* START LISTING *

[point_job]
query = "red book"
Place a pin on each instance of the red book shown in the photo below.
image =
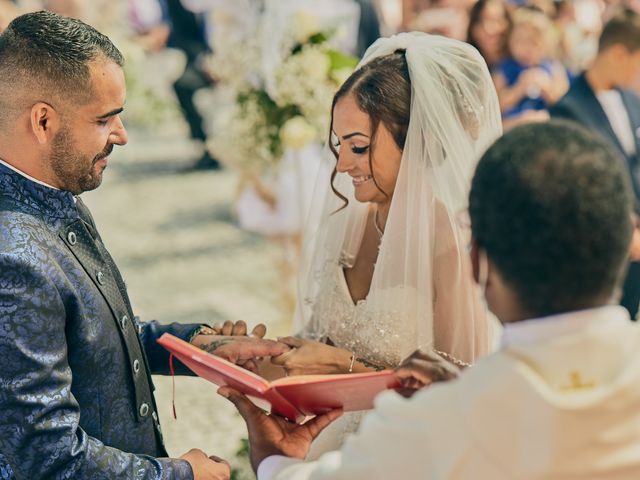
(294, 397)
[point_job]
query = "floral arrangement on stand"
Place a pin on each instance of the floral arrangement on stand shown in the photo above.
(278, 114)
(289, 110)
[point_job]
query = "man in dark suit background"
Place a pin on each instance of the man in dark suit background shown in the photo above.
(600, 99)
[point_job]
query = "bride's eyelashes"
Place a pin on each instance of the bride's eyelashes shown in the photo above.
(354, 149)
(360, 150)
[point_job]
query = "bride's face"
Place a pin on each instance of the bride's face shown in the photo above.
(352, 140)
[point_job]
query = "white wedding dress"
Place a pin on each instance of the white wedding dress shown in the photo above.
(359, 328)
(422, 294)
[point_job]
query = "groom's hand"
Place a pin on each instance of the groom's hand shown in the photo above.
(273, 435)
(421, 369)
(220, 334)
(241, 350)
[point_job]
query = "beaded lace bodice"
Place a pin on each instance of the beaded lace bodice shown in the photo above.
(378, 335)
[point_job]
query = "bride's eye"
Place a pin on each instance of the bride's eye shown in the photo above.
(359, 150)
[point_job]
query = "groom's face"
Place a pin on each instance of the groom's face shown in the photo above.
(80, 149)
(372, 163)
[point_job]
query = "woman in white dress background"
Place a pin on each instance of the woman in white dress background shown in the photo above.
(385, 268)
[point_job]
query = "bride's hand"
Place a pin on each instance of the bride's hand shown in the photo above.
(308, 357)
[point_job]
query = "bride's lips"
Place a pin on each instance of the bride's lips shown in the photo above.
(357, 181)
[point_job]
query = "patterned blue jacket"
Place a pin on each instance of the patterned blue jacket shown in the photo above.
(76, 397)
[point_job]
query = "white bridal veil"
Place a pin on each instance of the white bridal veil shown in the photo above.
(422, 275)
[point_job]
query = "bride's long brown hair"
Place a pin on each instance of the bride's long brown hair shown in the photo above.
(382, 90)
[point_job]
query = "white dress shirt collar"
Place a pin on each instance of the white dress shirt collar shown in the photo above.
(539, 329)
(28, 177)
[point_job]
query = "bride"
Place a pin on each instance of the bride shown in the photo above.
(385, 269)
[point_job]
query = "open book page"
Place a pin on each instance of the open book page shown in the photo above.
(292, 397)
(317, 394)
(214, 369)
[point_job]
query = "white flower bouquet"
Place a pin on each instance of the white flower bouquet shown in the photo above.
(290, 110)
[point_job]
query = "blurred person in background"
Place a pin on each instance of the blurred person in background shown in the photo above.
(188, 33)
(148, 20)
(579, 24)
(448, 18)
(489, 27)
(530, 79)
(601, 100)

* END LISTING *

DESCRIPTION OF THE TASK -> Write the records out once more, exactly as they appear, with no pictures.

COMPLETED EXERCISE ->
[point_job]
query = "red book"
Place a pin on each instance of the red book shown in the photo below.
image =
(294, 397)
[point_job]
query = "floral arrangement on stand"
Place a pin on each instance of the floral arrangement on stand shown in the photo above.
(278, 114)
(289, 110)
[point_job]
query = "man in dark suit background"
Place a pin on each instance of the man in dark suit background shown in the photo above.
(600, 99)
[point_job]
query = "bride's eyelashes"
Place a pin on each instance of the bride's eyelashes shown in the photo above.
(354, 149)
(360, 150)
[point_job]
query = "bride's face"
Place a pin on each instance of the bride's face shown in the photo above.
(352, 140)
[point_job]
query = "white wedding dress"
Place a pin on each instance of the white wedding dress shown in the photo above.
(359, 328)
(422, 294)
[point_job]
query = "groom's hand"
Place a pin on each instance of the groom's hand shown in the photo above.
(273, 435)
(421, 369)
(220, 334)
(241, 350)
[point_job]
query = "beaded lace bodice"
Place a pin on each instance of the beaded lace bodice shown in the photo above.
(378, 335)
[point_job]
query = "bride's eye"
Place a pin on each instance of the bride's eye shown in the photo above.
(359, 150)
[point_job]
query = "groom's face"
Place a pin on each instance of the groom's face shown in the photo above.
(80, 149)
(372, 163)
[point_job]
query = "woman in white dress background"
Place a pin on each instance of the woman in white dress background shown in the photo above.
(385, 268)
[point_job]
query = "bride's hand"
Place a pin on each instance of the bride's hand shown in the photo above.
(308, 357)
[point_job]
query = "bride's lips"
Place a pin on each instance of the bride's lips shown in the photo above.
(357, 181)
[point_job]
query = "patterned blue jacket"
Place a pin on each instance of the patterned blue jacket shown in the photo above.
(76, 397)
[point_job]
query = "white bridal veil"
Place a pin on each instance of the white bridal veil shown in the photo above.
(422, 275)
[point_job]
query = "bride's long brown hair"
Place a pin on each instance of the bride's long brown hair shown in the photo above.
(382, 90)
[point_job]
query = "white dress shirt collar"
Place a pin on each instance of the white dress shirt collar shown in the photo above.
(539, 329)
(28, 177)
[point_job]
query = "bride"
Place a pin on each instance of the bride shown in the photo above.
(385, 269)
[point_job]
query = "open book page"
Place a pin on each instance of the open book page shown in the photo above.
(292, 397)
(317, 394)
(214, 369)
[point_job]
query = "white flower bouquet"
Place a pin on each instance of the white flower bouquet shown in the photo above.
(290, 110)
[point_job]
query = "blurred person in background"
Place a pin on each instance of the blurred person in background shown in the photo above.
(188, 33)
(148, 20)
(579, 24)
(448, 18)
(489, 27)
(530, 79)
(601, 100)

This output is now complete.